基于centos8.1hdoop+mapreduce+hbase

开发环境:windos +ieda

生产环境:hdoop+mapreduce+hbase

生产hadoop用户,主要为测试hdoop+mapreduce,真实环境需要加入数据采集,数据存储,数据展示等技术,hbase存储不多说,网上很多。主要是数据处理与分析需要制定大量规则

下述为演示,只写基本规则,伪分布集群存储等

------------------------------------------------------------------------------------------

1.解压缩Hadoop安装包

tar -zxvf hadoop-2.7.1.tar.gz

2.需要配置的文件如下,hadoop-env.sh,core-site.xml,hdfs-site.xml,所有的文件均位于/etc/hadoop下面,具体需要的配置如下:

core-site.xml

<configuration>

<property>

<name>hadoop.tmp.dir</name>

<value>file:/usr/local/hadoop/tmp</value>

<description>Abase for other temporary directories.</description>

</property>

<property>

<name>fs.defaultFS</name>

<value>hdfs://localhost:9000</value>

</property>

</configuration>

hdfs-site.xml

<configuration>

<property>

<name>dfs.replication</name>

<value>1</value>

</property>

<property>

<name>dfs.namenode.name.dir</name>

<value>file:/usr/local/hadoop/tmp/dfs/name</value>

</property>

<property>

<name>dfs.datanode.data.dir</name>

<value>file:/usr/local/hadoop/tmp/dfs/data</value>

</property>

</configuration>

hadoop-env.sh

export JAVA_HOME="/usr/java/jdk1.8.0_261"

* **任务说明**: 将上面讲Hadoop伪分布配置的这篇正文从头到尾一字不差地照抄一遍。

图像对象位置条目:
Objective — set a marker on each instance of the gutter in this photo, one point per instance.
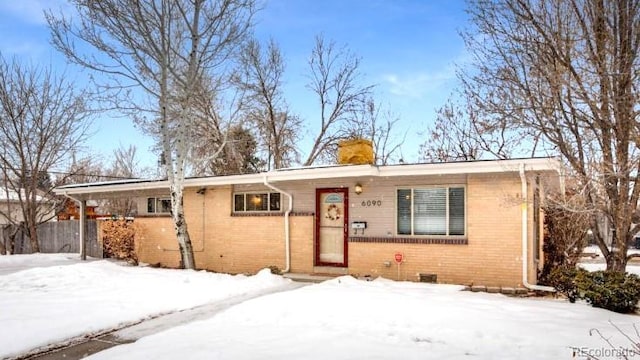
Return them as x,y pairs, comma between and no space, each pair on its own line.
525,244
287,236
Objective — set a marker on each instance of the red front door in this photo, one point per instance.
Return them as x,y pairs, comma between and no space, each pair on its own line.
332,219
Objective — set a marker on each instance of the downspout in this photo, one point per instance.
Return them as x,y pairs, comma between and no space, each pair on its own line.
287,236
525,245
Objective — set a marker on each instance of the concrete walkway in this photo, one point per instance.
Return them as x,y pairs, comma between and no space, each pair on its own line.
83,347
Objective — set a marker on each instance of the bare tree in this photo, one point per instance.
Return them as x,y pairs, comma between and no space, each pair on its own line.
568,70
125,164
261,78
167,49
238,156
461,133
42,120
378,125
334,78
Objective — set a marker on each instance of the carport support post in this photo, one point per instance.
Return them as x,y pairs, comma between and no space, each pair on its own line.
83,226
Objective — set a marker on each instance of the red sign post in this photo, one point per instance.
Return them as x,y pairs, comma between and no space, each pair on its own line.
399,257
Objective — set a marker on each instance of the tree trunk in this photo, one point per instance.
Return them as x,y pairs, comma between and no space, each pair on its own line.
33,238
182,233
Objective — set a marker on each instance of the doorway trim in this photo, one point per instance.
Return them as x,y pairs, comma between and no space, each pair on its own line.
345,233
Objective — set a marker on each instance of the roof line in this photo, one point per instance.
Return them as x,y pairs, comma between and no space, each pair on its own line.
325,172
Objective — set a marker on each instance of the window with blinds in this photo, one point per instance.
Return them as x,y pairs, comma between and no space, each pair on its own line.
251,202
431,211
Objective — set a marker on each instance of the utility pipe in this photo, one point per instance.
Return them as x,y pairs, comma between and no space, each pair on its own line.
525,245
287,237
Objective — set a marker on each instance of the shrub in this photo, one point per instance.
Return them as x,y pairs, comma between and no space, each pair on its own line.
118,240
612,290
615,291
563,278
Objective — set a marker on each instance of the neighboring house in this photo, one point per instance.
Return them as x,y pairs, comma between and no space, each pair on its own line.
11,211
71,211
460,222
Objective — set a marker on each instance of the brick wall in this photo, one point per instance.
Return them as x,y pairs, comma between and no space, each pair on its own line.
490,253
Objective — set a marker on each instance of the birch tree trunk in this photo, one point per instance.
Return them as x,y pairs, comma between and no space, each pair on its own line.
167,50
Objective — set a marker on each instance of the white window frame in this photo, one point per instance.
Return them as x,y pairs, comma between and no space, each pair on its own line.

* **练习答案**:
基于centos8.1hdoop+mapreduce+hbase

开发环境:windos +ieda

生产环境:hdoop+mapreduce+hbase

生产hadoop用户,主要为测试hdoop+mapreduce,真实环境需要加入数据采集,数据存储,数据展示等技术,hbase存储不多说,网上很多。主要是数据处理与分析需要制定大量规则

下述为演示,只写基本规则,伪分布集群存储等

------------------------------------------------------------------------------------------

1.解压缩Hadoop安装包

tar -zxvf hadoop-2.7.1.tar.gz

2.需要配置的文件如下,hadoop-env.sh,core-site.xml,hdfs-site.xml,所有的文件均位于/etc/hadoop下面,具体需要的配置如下:

core-site.xml

<configuration>

<property>

<name>hadoop.tmp.dir</name>

<value>file:/usr/local/hadoop/tmp</value>

<description>Abase for other temporary directories.</description>

</property>

<property>

<name>fs.defaultFS</name>

<value>hdfs://localhost:9000</value>

</property>

</configuration>

hdfs-site.xml

<configuration>

<property>

<name>dfs.replication</name>

<value>1</value>

</property>

<property>

<name>dfs.namenode.name.dir</name>

<value>file:/usr/local/hadoop/tmp/dfs/name</value>

</property>

<property>

<name>dfs.datanode.data.dir</name>

<value>file:/usr/local/hadoop/tmp/dfs/data</value>

</property>

</configuration>

hadoop-env.sh

export JAVA_HOME="/usr/java/jdk1.8.0_261"